» Task list:
a - Substitute "timothy hay" for "alfalfa hay" wherever it occurs in the trucker's story, and give again everything from "Thursday, November 25, 2010" down to "returned to Canada.".
b - List every place name in the trucker's story that is followed by a comma and then the name of its state.

Excerpt to read Block Start

RHYMES WITH TRUCK

Thursday, November 25, 2010

El Paso : May 2009. The Facts.

____Pete Young was sat on a wooden bench outside a closed-up Greyhound Bus office in the dusty small sprawling town of Fort Stockton, Texas. The temperature was 125 degrees F; Pete had time to think, as the events of the last ten days churned his stomach as much as they did his head.

____ The trip had started with a run across Manitoba to the rural township of Rivers; where Pete and two other BFS trucks had loaded alfalfa hay for Hereford in Texas. It was at the border crossing where the first problem occurred. Dunseith, North Dakota is not a big busy crossing and three trucks with the wrong paperwork clogged the site. Pete also needed to renew his I94, the visa waiver all British drivers need for 90 days travel into the US. It was not out of date, but with a trip to Texas, it would be by the time he returned to Canada.

____In an effort to clear the crossing, the border officials refused Pete’s pleas for a new I94; ordering him to get on his way, saying it would not be a problem. Company guidelines on matters like this required drivers to obey customs officers and not to argue. Pete reluctantly drove south with only the knowledge that nobody ever asked to see your I94 as any comfort.

____Hereford, Tx. calls itself the Beef Capital of the World; the smell and the never ending stream of livestock trucks rolling into town make you think that maybe they are right. The alfalfa hay is a regular load to the feedlots that surround the town. All three BFS trucks are unloaded on the Thursday morning; two get reloads from Fort Worth to Quebec and Pete gets instructions to load Bentonite from the Cowboy Mining Company, situated fifty miles south of Alpine, close to the Mexican border.

____More than a full days running south; it is midday when BFS Volvo C626 and its 48 foot flat-deck trailer are loaded at the mine. A palletised load that needs tarping, 46,ooo lbs of granules in fifty pound sacks.

____Heading north, Pete’s main concern is where he can shower and eat before starting the long haul to Montreal, back in Canada. But being so close to the Mexican border; Pete does not realise that special checkpoints are on all northbound routes, checks to catch illegal aliens who do not have the correct papers to be in the USA! At one such semi-permanent establishment; the fact that Pete’s I94 is out of date is spotted.

____After spending millions of dollars on efforts to stop illegal immigration; it must be wonderful for the authorities to catch someone at their checkpoint; even it is only a British trucker with documents that are a couple of days out of date. Pete is arrested, the truck left at the side of the road, and he is ferried, by a series of prison vans, to a detention camp in El Paso.

Excerpt to read Block End
Entries provided Block Start

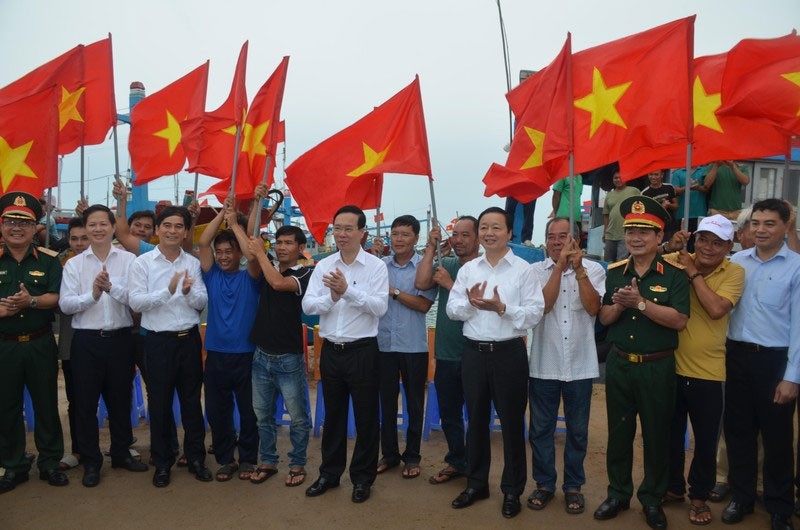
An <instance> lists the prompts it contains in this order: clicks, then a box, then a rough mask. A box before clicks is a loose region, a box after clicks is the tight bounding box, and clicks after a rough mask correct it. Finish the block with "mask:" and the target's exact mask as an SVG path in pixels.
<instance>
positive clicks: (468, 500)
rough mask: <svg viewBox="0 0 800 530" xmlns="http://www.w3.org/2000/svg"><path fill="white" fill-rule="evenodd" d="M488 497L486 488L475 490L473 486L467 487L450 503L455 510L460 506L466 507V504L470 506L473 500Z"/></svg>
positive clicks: (467, 505)
mask: <svg viewBox="0 0 800 530" xmlns="http://www.w3.org/2000/svg"><path fill="white" fill-rule="evenodd" d="M488 498H489V490H488V489H482V490H476V489H475V488H467V489H465V490H464V491H462V492H461V494H460V495H459V496H458V497H456V498H455V500H454V501H453V502H452V503H451V506H452V507H453V508H455V509H456V510H459V509H461V508H466V507H467V506H472V504H473V503H474V502H475V501H479V500H482V499H488Z"/></svg>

Entries provided Block End

» Expected outputs:
a -
Thursday, November 25, 2010

El Paso : May 2009. The Facts.

____Pete Young was sat on a wooden bench outside a closed-up Greyhound Bus office in the dusty small sprawling town of Fort Stockton, Texas. The temperature was 125 degrees F; Pete had time to think, as the events of the last ten days churned his stomach as much as they did his head.

____ The trip had started with a run across Manitoba to the rural township of Rivers; where Pete and two other BFS trucks had loaded timothy hay for Hereford in Texas. It was at the border crossing where the first problem occurred. Dunseith, North Dakota is not a big busy crossing and three trucks with the wrong paperwork clogged the site. Pete also needed to renew his I94, the visa waiver all British drivers need for 90 days travel into the US. It was not out of date, but with a trip to Texas, it would be by the time he returned to Canada.

b -
Fort Stockton, Texas
Dunseith, North Dakota
Hereford, Tx.